→ Page extract
⟨
Use of gene-editing tool corrects Pompe mutations in patient cells
New approach shows potential as 'efficacious, long-term therapy'
Researchers in the U.S. used a gene-editing tool in the lab to correct mutations known to cause infantile-onset Pompe disease, and this enabled patient-derived cells to produce a working version of the acid alpha-glucosidase (GAA) enzyme they lacked.
The approach “may offer an efficacious, long-term therapy,” the researchers wrote, adding that its “safety and feasibility will be explored going forward.”
Their work was detailed in “Base editing rescues acid [alpha]-glucosidase function in infantile-onset Pompe disease patient-derived cells,” a study published in Molecular Therapy Nucleic Acids.
In Pompe disease, mutations in the GAA gene result in no or a faulty GAA enzyme that does not break down glycogen, a large sugar molecule, as it normally does. This causes glycogen to build up to a toxic level in lysosomes, the cells’ recycling centers, leading to the disease’s symptoms.
Available enzyme replacement therapy can supply a working version of GAA to replace the faulty one. However, it requires lifelong, regular infusions, and it may not work well for everyone. Correcting the mutations, in contrast, would address the cause of the disease at once.
Gene-editing tool, used in cells, will now be tested in mouse models
To test this approach, the researchers used an adenine base editor or ABE — a type of gene-editing tool that can make precise changes to DNA. It works by converting one specific nucleotide, or a building block of the genetic code, into another.
First, the team identified three mutations in the GAA gene — c.2227C>T, c.2560C>T, and c.2608C>T — that can be targeted by ABE. These mutations are known to cause infantile-onset Pompe disease, in which symptoms appear within the first few months of life.
Cells were isolated from the skin of three children with infantile-onset Pompe disease; each child carried one of the three mutations. In the lab, the cells were modified by inserting a gene with the instructions to produce ABE and a guide molecule to lead the way to the specific point in DNA that ABE needs to correct.
When the researchers looked at how many cells had their mutation correct, they found that most cells (96%) with the c.2227C>T mutation had the right editing. For c.2608C>T, the proportion of cells with the right editing was 68%. For c.2560C>T, the most common mutation causing infantile-onset Pompe disease, it was 32%.
[Gene-editing tool] was found to efficiently correct all three variants [mutations], leading to the production of functional GAA enzyme, with minimal off-target editing.
These mutations are located in a region in which no other potential targets are present within the editing window, minimizing the risk of off-target or unintended changes.
“ABE was found to efficiently correct all three variants [mutations], leading to the production of functional GAA enzyme, with minimal off-target editing,” the researchers wrote.
After editing, production of the GAA enzyme increased to about 66% of the normal level. At about one month, the enzyme’s activity was between 82 to 130 units per milligram of protein, “which falls within the normal range,” according to the researchers.
In the cells where GAA enzyme levels were higher, the level of the LAMP2 protein, involved in the degradation of proteins in response to stress, was significantly decreased. Like GAA, LAMP2 is found in lysosomes, the compartments in cells that break down and recycle molecules.
“Future work will assess base editing outcomes and impact on Pompe pathology [disease mechanisms] in two mouse models,” the researchers wrote. These mice will be engineered to carry the c.2227C>T or c.2560C>T mutation, the team noted.
⟩
→ Work order 1
Rewrite the stretch of the article on Pompe gene editing from "Cells were isolated" through "it was 32%.", putting "three patients" in place of "three children".
→ Work order 2
According to the article on Pompe gene editing, what proportion of cells with the c.2608C>T mutation had the right editing?
The rows play no part in this.

→ Supplied information
⟨
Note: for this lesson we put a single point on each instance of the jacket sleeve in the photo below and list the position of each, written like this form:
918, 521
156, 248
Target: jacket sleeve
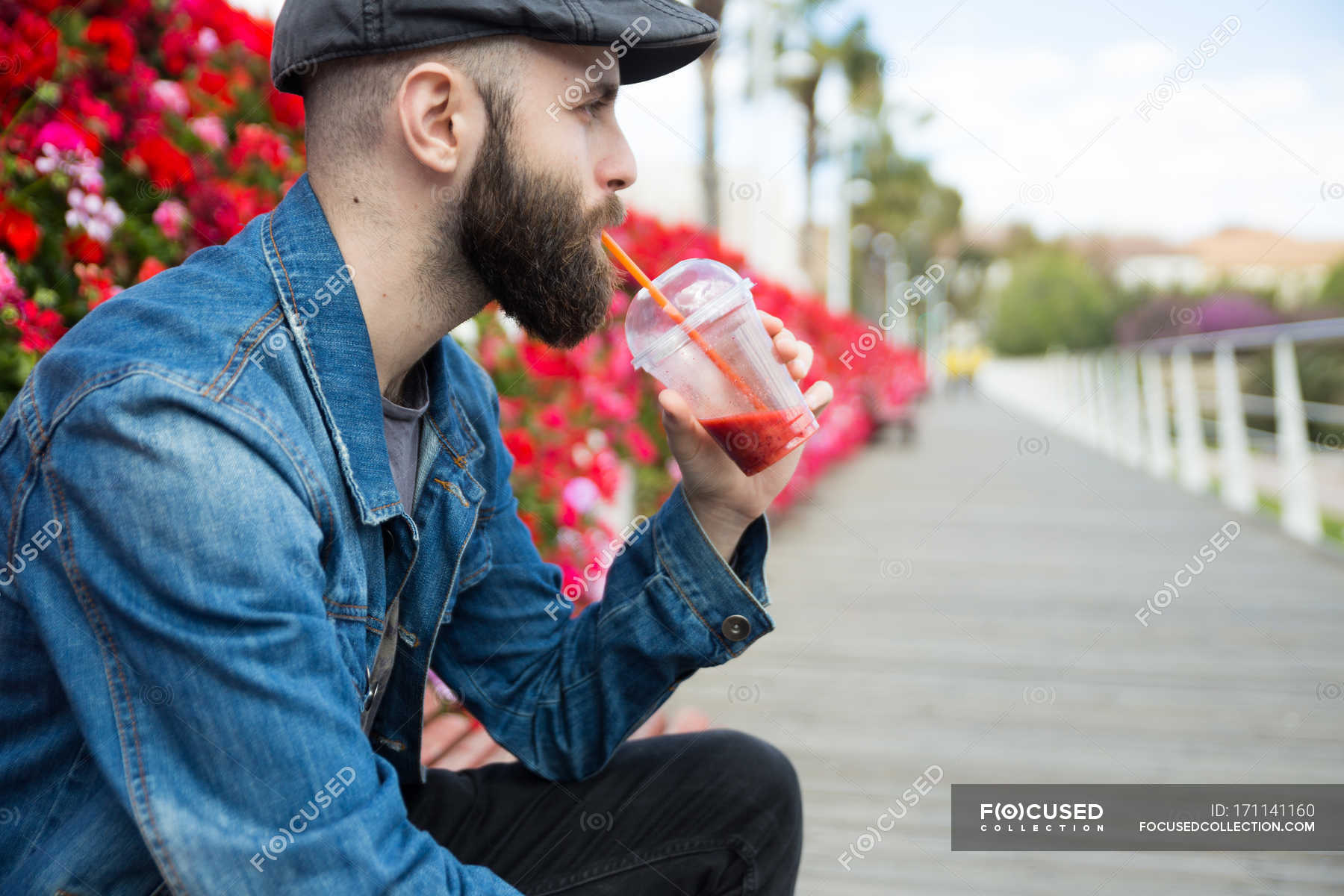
181, 603
562, 694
⟩
→ Expected output 1
Cells were isolated from the skin of three patients with infantile-onset Pompe disease; each child carried one of the three mutations. In the lab, the cells were modified by inserting a gene with the instructions to produce ABE and a guide molecule to lead the way to the specific point in DNA that ABE needs to correct.
When the researchers looked at how many cells had their mutation correct, they found that most cells (96%) with the c.2227C>T mutation had the right editing. For c.2608C>T, the proportion of cells with the right editing was 68%. For c.2560C>T, the most common mutation causing infantile-onset Pompe disease, it was 32%.

→ Expected output 2
68%